Page:Œuvres de Spinoza, trad. Saisset, 1861, tome II.djvu/335

La bibliothèque libre.
Le texte de cette page a été corrigé et est conforme au fac-similé.

Les principes que nous venons de poser sont confirmés par l’expérience de chaque jour. Ainsi les princes chrétiens n’hésitent pas, dans l’intérêt de la sécurité générale, à faire alliance avec des Turcs et les païens ; ils commandent à leurs sujets qui vont habiter au milieu de ces peuples de ne pas prendre dans leur vie spirituelle ou temporelle plus de liberté que ne leur en donnent les traités ou que n’en permettent les lois du pays. Je citerai, par exemple, le traité des Hollandais avec les Japonais dont il a été déjà question.


CHAPITRE XVII.


QU’IL N’EST POINT NÉCESSAIRE, NI MÊME POSSIBLE, QUE PERSONNE CÈDE ABSOLUMENT TOUS SES DROITS AU SOUVERAIN. — DE LA RÉPUBLIQUE DES HÉBREUX ; CE QU’ELLE FUT DU VIVANT DE MOÏSE ; CE QU’ELLE FUT APRÈS SA MORT, AVANT L’ÉLECTION DES ROIS ; DE SON EXCELLENCE ; ENFIN, DES CAUSES QUI ONT PU AMENER LA RUINE DE CETTE RÉPUBLIQUE DIVINE, ET LA LIVRER, DURANT SON EXISTENCE, À DE PERPÉTUELLES SÉDITIONS.

= = = = = = =

### TRAVAIL DEMANDÉ
Reprenez, s'il vous plaît, l'article ci-dessus en entier, sans y changer un seul mot.

= = = = = = =

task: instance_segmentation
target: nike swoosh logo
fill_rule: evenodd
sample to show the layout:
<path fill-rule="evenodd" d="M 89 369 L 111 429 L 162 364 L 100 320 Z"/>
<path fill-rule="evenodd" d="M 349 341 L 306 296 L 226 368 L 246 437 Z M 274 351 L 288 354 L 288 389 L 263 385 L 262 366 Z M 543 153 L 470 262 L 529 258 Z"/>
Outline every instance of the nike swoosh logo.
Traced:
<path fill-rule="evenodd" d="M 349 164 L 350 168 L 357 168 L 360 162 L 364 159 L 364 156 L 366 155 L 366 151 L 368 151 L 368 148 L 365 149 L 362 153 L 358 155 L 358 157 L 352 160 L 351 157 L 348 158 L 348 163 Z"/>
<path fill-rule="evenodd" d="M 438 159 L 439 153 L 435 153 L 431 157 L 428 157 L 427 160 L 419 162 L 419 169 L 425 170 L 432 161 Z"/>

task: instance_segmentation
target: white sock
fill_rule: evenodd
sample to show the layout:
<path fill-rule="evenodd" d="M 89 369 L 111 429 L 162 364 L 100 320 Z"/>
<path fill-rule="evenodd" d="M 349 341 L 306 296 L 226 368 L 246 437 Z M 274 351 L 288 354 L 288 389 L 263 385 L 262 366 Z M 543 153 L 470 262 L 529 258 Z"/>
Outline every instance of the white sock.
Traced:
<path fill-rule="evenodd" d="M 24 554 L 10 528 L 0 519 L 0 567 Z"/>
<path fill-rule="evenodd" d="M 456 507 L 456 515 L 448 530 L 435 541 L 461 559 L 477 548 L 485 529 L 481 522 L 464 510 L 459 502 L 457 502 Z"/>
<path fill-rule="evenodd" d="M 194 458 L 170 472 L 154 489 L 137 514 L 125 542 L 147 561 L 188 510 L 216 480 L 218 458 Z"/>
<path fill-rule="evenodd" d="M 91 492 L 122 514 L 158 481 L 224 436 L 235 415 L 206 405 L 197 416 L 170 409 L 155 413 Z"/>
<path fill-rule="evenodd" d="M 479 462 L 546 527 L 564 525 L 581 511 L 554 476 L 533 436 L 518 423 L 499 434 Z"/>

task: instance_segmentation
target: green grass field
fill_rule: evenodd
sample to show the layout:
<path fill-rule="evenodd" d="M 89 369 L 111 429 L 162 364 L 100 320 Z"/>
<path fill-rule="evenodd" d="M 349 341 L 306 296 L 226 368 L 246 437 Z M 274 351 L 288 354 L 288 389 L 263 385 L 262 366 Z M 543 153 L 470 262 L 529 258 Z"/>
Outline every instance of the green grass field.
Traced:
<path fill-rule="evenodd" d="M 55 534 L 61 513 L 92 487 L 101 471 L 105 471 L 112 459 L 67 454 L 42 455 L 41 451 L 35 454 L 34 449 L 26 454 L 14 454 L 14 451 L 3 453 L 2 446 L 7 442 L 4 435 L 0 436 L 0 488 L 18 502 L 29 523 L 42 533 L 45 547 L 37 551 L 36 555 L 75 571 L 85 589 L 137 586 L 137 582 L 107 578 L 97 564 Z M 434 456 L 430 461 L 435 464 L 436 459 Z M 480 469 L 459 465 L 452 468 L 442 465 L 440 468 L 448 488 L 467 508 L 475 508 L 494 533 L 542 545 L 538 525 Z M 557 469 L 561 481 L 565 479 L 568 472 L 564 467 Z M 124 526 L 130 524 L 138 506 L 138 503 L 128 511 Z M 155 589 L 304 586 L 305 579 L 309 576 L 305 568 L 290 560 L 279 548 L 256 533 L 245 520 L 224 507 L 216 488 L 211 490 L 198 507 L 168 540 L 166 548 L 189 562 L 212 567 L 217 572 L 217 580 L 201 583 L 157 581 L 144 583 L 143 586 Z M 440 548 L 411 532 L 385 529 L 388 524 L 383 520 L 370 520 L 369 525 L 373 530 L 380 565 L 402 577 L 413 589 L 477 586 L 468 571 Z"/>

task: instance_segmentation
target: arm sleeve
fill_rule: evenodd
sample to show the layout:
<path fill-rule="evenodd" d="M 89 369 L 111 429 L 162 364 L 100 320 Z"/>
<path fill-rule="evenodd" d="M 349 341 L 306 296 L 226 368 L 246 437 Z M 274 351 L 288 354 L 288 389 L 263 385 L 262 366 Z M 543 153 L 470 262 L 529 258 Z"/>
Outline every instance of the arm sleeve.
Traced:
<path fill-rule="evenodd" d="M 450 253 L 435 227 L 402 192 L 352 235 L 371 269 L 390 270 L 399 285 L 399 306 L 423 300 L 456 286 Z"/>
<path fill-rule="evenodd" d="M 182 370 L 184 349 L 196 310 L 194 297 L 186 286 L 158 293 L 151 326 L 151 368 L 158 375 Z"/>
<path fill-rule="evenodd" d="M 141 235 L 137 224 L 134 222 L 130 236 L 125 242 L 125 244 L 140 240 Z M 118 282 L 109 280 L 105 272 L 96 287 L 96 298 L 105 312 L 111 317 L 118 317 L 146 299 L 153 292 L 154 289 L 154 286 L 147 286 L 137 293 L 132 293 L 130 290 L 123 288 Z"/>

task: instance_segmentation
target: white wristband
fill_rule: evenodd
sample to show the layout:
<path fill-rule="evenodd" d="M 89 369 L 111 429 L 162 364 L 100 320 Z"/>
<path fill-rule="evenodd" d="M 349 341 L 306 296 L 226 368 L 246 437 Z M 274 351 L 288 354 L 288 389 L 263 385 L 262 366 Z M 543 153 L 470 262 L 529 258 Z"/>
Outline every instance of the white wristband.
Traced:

= = = = = = =

### RÉPONSE
Page:Œuvres de Spinoza, trad. Saisset, 1861, tome II.djvu/335

La bibliothèque libre.
Le texte de cette page a été corrigé et est conforme au fac-similé.

Les principes que nous venons de poser sont confirmés par l’expérience de chaque jour. Ainsi les princes chrétiens n’hésitent pas, dans l’intérêt de la sécurité générale, à faire alliance avec des Turcs et les païens ; ils commandent à leurs sujets qui vont habiter au milieu de ces peuples de ne pas prendre dans leur vie spirituelle ou temporelle plus de liberté que ne leur en donnent les traités ou que n’en permettent les lois du pays. Je citerai, par exemple, le traité des Hollandais avec les Japonais dont il a été déjà question.


CHAPITRE XVII.


QU’IL N’EST POINT NÉCESSAIRE, NI MÊME POSSIBLE, QUE PERSONNE CÈDE ABSOLUMENT TOUS SES DROITS AU SOUVERAIN. — DE LA RÉPUBLIQUE DES HÉBREUX ; CE QU’ELLE FUT DU VIVANT DE MOÏSE ; CE QU’ELLE FUT APRÈS SA MORT, AVANT L’ÉLECTION DES ROIS ; DE SON EXCELLENCE ; ENFIN, DES CAUSES QUI ONT PU AMENER LA RUINE DE CETTE RÉPUBLIQUE DIVINE, ET LA LIVRER, DURANT SON EXISTENCE, À DE PERPÉTUELLES SÉDITIONS.